** Collected data **
-- START --
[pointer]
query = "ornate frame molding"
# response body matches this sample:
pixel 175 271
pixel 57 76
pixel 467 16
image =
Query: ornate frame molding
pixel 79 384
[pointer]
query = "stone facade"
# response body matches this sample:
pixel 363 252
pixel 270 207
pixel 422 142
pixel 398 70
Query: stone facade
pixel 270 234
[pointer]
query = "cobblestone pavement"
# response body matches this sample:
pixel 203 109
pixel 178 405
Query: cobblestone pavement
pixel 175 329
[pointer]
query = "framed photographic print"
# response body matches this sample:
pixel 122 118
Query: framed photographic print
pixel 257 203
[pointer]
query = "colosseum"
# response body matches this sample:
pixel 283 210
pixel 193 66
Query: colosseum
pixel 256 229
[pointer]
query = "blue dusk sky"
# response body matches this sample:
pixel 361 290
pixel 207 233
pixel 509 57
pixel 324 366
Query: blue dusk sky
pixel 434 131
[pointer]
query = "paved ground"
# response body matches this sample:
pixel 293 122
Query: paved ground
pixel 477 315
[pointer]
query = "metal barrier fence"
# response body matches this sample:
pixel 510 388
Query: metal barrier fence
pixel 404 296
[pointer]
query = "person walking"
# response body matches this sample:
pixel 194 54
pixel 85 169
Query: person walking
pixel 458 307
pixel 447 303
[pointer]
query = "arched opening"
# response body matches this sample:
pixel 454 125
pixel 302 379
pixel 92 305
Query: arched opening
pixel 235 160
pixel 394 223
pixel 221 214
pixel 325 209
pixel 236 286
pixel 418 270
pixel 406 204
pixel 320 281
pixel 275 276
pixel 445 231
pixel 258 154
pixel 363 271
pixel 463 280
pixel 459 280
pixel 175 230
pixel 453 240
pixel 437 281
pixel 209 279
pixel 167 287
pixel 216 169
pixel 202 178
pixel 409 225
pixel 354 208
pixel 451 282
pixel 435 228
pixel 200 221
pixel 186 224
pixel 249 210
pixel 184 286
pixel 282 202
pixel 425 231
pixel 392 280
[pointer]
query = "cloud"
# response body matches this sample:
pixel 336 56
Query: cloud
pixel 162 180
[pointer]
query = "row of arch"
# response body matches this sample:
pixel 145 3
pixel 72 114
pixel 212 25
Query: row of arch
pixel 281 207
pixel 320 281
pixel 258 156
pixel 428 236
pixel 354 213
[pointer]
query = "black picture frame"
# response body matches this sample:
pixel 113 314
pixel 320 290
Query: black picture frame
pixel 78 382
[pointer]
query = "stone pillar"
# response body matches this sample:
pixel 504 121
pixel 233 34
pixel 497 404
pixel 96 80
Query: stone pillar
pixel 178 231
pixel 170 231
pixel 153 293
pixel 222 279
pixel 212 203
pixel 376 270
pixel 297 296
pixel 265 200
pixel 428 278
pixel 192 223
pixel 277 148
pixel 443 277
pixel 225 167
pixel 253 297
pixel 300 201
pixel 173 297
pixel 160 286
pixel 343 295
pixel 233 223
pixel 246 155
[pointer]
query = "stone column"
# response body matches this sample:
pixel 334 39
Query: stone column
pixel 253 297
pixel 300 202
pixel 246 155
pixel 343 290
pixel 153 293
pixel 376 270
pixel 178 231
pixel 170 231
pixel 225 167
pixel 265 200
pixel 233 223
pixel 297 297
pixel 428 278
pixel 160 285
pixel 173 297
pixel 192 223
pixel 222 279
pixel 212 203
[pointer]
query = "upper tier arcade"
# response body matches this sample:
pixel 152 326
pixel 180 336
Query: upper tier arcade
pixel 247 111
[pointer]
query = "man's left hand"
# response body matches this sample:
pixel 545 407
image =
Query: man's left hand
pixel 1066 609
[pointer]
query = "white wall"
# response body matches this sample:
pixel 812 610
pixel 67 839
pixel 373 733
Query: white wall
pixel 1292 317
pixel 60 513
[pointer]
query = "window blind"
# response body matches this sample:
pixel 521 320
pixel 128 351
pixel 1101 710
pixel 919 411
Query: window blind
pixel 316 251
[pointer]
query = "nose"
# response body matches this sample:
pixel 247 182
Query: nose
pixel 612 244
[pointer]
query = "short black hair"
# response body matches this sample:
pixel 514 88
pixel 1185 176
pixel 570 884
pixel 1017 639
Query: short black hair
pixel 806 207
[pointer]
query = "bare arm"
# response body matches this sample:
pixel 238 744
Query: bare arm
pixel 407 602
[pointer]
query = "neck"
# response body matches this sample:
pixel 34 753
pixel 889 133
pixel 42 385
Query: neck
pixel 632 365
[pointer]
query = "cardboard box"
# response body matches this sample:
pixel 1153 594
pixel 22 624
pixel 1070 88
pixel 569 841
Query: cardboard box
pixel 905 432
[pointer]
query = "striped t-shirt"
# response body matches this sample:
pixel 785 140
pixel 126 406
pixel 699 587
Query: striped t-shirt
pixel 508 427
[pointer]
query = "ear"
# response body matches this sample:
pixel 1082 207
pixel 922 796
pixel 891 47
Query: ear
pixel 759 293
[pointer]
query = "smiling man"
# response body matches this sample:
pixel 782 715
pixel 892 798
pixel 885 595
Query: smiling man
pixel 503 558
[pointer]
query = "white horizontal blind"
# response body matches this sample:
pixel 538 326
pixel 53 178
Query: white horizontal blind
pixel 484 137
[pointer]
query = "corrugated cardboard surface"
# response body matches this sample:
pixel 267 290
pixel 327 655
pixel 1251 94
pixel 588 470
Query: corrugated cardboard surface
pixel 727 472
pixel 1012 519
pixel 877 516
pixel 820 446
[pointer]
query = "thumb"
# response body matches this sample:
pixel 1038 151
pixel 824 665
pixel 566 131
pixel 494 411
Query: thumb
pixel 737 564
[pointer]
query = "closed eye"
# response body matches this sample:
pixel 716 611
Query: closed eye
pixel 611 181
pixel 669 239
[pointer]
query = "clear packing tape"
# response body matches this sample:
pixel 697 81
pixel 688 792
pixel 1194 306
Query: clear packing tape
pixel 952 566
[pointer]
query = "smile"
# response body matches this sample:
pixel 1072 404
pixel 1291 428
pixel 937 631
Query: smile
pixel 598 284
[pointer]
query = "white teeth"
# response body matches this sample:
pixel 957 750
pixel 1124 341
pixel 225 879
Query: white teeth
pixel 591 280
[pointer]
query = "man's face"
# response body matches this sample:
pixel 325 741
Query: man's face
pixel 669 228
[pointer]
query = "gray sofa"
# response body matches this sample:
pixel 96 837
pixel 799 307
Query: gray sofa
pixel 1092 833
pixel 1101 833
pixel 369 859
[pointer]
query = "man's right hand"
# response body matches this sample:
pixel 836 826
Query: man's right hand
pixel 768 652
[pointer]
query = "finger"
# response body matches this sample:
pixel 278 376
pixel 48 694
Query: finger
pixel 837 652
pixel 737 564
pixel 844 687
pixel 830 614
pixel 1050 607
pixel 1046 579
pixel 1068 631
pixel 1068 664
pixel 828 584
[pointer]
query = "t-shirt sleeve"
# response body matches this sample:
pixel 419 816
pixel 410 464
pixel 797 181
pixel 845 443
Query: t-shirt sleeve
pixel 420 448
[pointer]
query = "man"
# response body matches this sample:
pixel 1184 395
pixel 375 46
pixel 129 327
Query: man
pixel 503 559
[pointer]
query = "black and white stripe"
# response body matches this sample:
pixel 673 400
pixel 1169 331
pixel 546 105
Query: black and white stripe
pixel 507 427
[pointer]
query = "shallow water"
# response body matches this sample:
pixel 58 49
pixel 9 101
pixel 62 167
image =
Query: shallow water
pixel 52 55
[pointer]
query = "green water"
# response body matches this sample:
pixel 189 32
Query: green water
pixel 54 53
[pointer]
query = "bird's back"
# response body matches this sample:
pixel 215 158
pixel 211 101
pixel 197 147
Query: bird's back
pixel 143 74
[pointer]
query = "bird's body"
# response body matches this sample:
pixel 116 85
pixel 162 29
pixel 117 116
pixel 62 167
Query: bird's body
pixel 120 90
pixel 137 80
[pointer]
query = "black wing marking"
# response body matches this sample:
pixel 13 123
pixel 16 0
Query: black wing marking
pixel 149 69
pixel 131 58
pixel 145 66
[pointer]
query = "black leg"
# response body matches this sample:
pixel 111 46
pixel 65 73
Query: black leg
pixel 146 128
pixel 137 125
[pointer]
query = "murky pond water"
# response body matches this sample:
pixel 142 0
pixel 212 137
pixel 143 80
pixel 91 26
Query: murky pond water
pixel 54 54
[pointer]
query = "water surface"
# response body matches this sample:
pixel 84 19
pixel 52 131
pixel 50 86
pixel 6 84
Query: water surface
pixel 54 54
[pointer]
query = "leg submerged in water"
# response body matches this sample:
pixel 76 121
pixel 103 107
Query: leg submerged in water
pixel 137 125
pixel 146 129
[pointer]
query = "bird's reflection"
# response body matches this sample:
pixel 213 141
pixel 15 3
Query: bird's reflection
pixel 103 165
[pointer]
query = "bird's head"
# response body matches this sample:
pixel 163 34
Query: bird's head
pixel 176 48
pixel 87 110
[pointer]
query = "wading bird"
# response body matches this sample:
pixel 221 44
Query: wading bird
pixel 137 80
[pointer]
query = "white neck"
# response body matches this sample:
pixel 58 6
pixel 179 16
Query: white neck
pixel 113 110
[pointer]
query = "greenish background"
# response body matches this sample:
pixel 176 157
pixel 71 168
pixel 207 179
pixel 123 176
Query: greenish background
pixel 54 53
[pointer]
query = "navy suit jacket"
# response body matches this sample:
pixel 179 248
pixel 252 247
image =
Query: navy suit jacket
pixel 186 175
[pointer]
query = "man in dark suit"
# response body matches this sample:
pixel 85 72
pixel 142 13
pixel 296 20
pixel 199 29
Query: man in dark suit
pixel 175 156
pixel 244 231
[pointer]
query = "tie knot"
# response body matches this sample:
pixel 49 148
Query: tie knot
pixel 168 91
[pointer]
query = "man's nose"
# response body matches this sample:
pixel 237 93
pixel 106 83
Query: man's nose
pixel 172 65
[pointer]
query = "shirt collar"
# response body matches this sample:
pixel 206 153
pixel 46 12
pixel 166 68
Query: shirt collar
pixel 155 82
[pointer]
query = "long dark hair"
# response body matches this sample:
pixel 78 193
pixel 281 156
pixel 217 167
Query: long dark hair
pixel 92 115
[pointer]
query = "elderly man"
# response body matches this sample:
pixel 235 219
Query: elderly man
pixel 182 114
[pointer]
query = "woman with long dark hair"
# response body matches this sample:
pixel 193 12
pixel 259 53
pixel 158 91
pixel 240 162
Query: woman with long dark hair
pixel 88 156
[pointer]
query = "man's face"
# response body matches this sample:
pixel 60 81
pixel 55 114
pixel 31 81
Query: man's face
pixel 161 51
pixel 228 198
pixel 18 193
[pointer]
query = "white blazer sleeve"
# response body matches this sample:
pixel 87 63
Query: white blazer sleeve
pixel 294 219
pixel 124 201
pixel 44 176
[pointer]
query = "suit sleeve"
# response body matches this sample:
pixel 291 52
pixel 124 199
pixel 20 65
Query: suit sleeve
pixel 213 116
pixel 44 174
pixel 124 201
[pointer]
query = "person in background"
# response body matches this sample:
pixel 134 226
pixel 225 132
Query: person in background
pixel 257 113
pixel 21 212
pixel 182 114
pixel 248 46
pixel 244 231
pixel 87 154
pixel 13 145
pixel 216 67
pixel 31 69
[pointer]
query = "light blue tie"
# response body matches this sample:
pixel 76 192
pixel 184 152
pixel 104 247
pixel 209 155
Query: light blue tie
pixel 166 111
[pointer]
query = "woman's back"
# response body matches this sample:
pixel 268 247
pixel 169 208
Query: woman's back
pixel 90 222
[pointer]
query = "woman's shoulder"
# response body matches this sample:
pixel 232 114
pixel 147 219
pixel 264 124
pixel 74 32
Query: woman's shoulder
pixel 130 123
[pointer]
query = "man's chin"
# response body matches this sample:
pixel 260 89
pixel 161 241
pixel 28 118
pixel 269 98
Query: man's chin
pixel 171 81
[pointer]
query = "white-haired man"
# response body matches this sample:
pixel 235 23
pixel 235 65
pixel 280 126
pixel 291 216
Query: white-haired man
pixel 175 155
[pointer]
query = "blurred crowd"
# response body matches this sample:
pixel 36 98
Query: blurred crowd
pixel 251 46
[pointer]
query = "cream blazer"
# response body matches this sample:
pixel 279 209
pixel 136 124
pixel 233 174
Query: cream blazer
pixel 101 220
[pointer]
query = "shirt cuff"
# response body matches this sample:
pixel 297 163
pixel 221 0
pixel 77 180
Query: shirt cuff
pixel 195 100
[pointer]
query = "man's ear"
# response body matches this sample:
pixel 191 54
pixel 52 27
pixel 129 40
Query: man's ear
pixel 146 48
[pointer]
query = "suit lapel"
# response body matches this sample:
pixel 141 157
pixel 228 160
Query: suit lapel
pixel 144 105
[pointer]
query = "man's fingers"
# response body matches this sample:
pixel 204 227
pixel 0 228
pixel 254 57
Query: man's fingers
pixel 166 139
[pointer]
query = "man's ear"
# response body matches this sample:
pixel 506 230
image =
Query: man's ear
-- END --
** Work to do **
Starting at the beginning of the items and ending at the line containing "pixel 270 234", rewrite those lines with "stone facade" swapped for "brick facade" and everything else left unchanged.

** Written solution **
[pointer]
query = "ornate frame molding"
# response body matches this sample:
pixel 175 271
pixel 57 76
pixel 467 16
image =
Query: ornate frame molding
pixel 79 384
[pointer]
query = "brick facade"
# response body matches this sample:
pixel 363 252
pixel 270 207
pixel 422 142
pixel 398 70
Query: brick facade
pixel 270 234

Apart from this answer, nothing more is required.